[What you should do] Reproduce the records from their start through the line with "[461,54,545,111]", requests included, adding 41 to every number in the bounding box coordinates. Leave the pictures out.

[Input material]

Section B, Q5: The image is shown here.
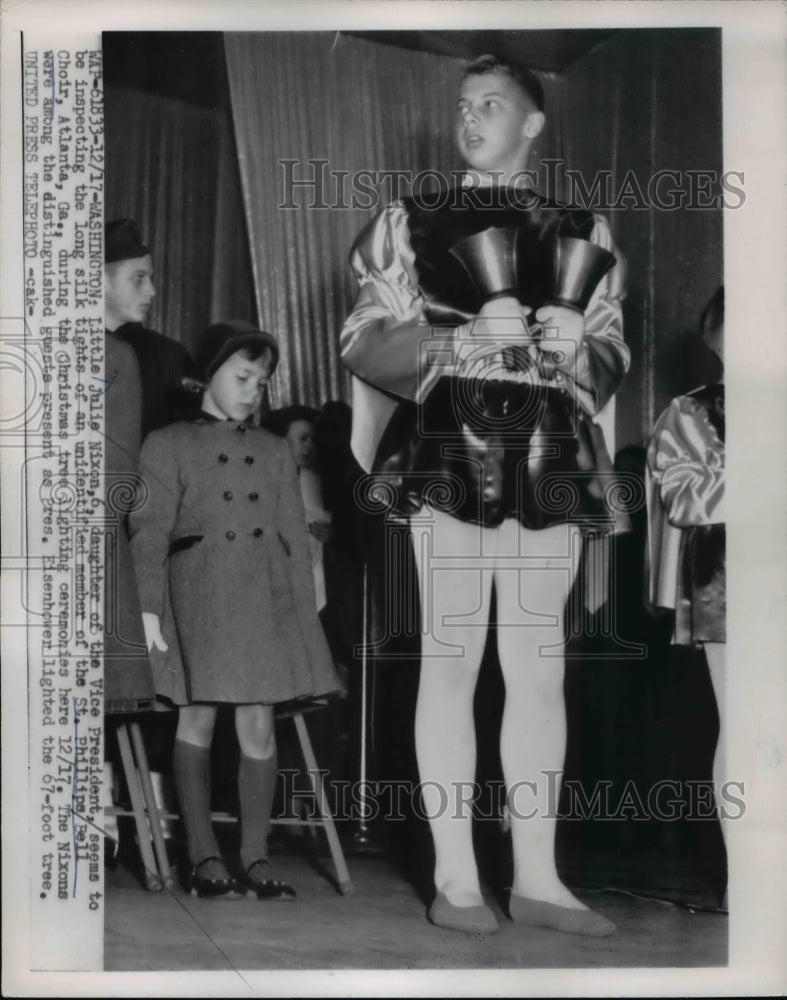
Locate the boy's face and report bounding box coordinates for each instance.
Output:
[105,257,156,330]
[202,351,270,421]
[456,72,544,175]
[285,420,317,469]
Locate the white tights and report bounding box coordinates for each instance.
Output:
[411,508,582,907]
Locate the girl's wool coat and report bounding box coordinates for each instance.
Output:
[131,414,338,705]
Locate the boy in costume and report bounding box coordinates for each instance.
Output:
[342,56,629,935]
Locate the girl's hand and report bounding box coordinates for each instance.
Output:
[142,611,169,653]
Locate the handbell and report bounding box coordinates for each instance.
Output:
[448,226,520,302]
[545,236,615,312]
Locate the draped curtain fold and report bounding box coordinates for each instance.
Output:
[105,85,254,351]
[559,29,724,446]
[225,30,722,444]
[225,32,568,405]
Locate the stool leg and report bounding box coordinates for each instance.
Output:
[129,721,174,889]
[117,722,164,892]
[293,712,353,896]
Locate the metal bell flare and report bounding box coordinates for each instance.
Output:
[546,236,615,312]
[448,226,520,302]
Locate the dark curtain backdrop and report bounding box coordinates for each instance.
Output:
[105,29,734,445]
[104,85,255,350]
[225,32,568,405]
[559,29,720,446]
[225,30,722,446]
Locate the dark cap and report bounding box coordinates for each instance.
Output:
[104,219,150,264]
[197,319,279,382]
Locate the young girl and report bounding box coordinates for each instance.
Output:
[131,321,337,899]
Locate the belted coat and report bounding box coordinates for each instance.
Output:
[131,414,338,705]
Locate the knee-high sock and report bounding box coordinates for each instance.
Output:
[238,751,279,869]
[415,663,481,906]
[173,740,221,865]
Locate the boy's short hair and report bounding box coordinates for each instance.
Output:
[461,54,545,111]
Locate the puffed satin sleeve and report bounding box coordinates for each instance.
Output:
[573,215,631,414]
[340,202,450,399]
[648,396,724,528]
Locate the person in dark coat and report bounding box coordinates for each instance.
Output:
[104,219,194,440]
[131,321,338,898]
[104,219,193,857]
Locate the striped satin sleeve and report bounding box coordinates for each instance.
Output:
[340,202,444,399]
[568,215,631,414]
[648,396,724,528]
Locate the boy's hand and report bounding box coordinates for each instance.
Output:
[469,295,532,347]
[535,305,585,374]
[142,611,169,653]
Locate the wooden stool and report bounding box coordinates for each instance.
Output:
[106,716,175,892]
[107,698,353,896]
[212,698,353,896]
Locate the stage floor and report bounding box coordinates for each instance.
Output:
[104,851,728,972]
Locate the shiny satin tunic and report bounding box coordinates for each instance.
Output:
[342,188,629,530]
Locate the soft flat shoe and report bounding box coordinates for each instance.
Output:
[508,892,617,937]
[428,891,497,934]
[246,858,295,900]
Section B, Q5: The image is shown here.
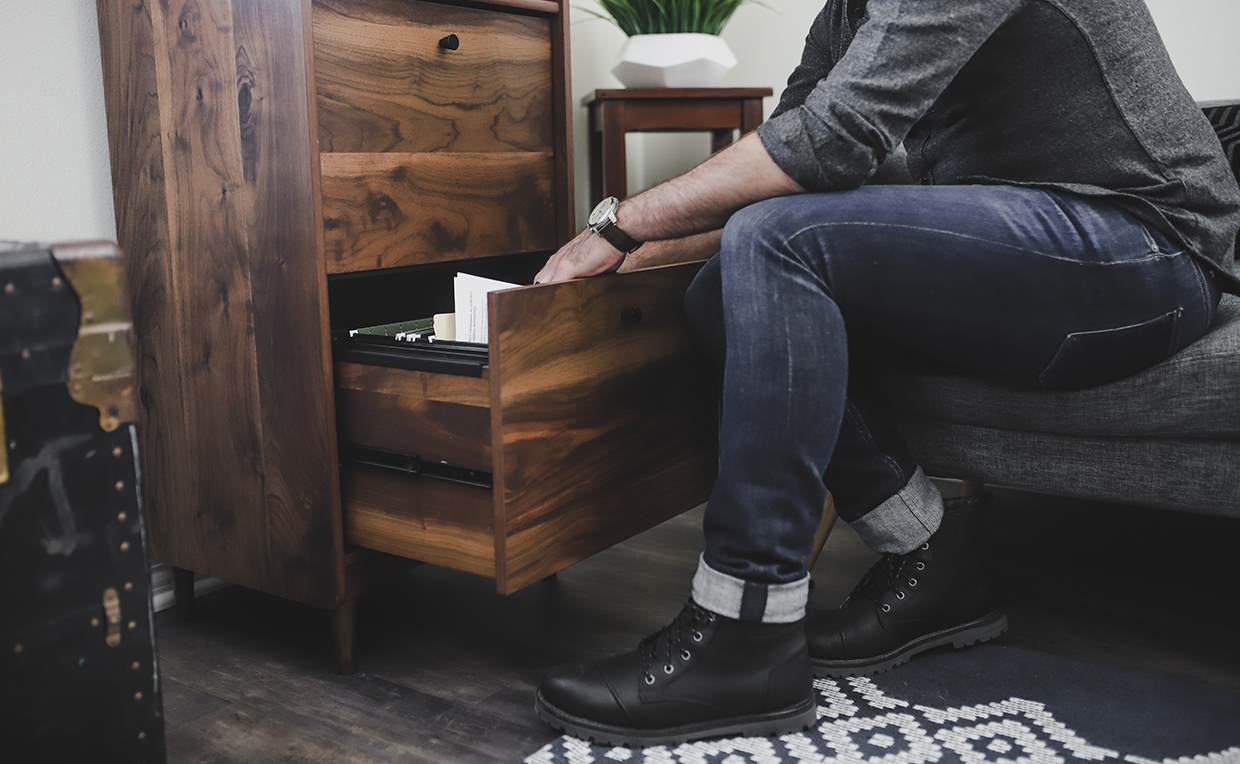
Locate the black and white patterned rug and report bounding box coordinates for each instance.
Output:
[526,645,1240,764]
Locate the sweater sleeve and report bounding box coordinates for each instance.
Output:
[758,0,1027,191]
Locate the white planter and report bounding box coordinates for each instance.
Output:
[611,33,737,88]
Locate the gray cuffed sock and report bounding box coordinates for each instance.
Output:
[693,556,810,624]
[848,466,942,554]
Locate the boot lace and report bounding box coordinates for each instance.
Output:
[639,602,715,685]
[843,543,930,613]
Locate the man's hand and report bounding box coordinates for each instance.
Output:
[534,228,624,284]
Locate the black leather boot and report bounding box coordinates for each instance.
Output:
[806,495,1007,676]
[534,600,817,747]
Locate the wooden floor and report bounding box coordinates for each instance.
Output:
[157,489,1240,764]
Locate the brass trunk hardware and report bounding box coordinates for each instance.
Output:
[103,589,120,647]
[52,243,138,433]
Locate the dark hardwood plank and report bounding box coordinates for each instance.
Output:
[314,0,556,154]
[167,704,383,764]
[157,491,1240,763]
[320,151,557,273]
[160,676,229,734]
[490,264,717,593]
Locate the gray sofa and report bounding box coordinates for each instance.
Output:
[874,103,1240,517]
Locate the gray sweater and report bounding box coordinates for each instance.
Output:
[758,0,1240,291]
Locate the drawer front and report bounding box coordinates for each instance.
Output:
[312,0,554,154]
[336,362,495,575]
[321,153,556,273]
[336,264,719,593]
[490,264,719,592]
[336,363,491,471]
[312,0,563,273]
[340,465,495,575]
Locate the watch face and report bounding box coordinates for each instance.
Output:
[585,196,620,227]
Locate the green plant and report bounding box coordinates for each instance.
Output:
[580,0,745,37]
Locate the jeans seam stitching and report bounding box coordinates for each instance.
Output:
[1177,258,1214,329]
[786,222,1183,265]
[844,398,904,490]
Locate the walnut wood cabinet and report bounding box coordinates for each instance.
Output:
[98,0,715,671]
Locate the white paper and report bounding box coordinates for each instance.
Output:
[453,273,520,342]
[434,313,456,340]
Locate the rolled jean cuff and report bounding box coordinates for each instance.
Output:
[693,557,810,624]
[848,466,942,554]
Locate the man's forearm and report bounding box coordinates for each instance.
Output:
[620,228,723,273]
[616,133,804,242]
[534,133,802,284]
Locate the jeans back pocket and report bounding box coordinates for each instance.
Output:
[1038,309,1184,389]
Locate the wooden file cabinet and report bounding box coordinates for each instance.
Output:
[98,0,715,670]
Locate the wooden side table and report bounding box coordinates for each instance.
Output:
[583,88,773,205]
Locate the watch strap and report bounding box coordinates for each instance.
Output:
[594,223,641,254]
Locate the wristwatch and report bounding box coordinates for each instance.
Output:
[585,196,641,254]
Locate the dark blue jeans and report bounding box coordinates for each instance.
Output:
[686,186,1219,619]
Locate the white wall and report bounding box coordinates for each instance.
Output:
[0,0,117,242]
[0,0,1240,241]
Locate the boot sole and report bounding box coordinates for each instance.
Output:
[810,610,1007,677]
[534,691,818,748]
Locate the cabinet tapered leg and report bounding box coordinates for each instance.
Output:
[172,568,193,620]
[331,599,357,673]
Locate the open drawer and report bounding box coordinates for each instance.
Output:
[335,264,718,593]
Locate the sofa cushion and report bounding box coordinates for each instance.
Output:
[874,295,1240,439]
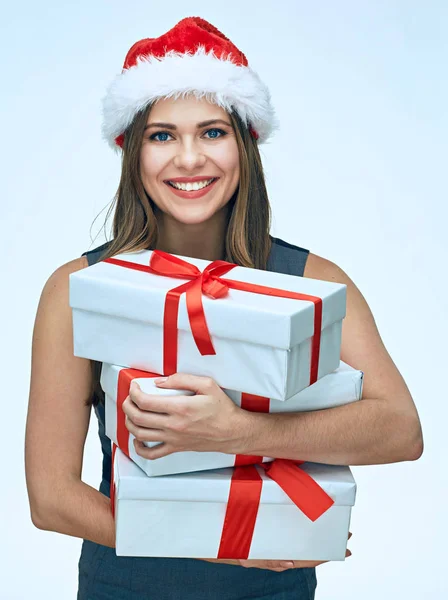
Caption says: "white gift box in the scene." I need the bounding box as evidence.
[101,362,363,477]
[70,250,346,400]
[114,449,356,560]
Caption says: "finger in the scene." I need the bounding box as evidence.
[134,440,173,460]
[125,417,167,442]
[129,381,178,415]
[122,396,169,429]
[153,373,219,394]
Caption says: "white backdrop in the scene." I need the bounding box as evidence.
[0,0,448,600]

[Written reply]
Section B, Q5: The image is shown here.
Locate the boy's face and report bounding box coordinates for each instance.
Output:
[146,298,197,371]
[243,392,311,462]
[497,113,585,216]
[326,461,358,510]
Locate the white tights and report bounding box coordinates for each instance.
Output:
[452,549,623,948]
Locate the girl's wool coat and report bounding box coordinates for each instance.
Output:
[172,455,379,746]
Locate the boy in costume and report bounding box coordinates for each instance.
Output:
[383,97,670,976]
Locate the girl's hand and report bounding box coordinates for each instance.
Output:
[183,652,210,694]
Locate the handbell and report bounding box coordinates for each instance.
Output:
[489,267,561,343]
[586,277,656,353]
Locate the draped curtain fold and report bounding box coordinates for each instance.
Output:
[146,126,295,392]
[600,70,765,487]
[266,71,763,485]
[266,73,609,446]
Locate the stool leg and report bounding box coordinates for each instance.
Output:
[170,762,215,930]
[158,763,205,933]
[334,753,394,937]
Locate the metal bell flare and report bounding box coordinates for each instance.
Output:
[587,277,656,353]
[489,267,561,343]
Locate the dark curtain backdrop and report bounding box coordinates for each instance.
Output:
[146,70,775,486]
[145,126,296,391]
[266,73,609,446]
[600,70,761,487]
[266,71,763,487]
Locate the dark cap and report bounding box coordinates for each instance.
Output:
[145,260,191,305]
[238,360,320,423]
Locate the young girl and report bounding box coordinates for each instance.
Output:
[172,362,378,940]
Locate the belted coat and report bounding box coordinates for each instance.
Output:
[172,455,379,746]
Locate the knee-high sock and report bounding box coordinates for each instance.
Output:
[279,792,320,910]
[456,704,522,947]
[214,781,262,906]
Locate the boy's short hair and report bounding box coordinates for each instance.
Output:
[502,95,586,152]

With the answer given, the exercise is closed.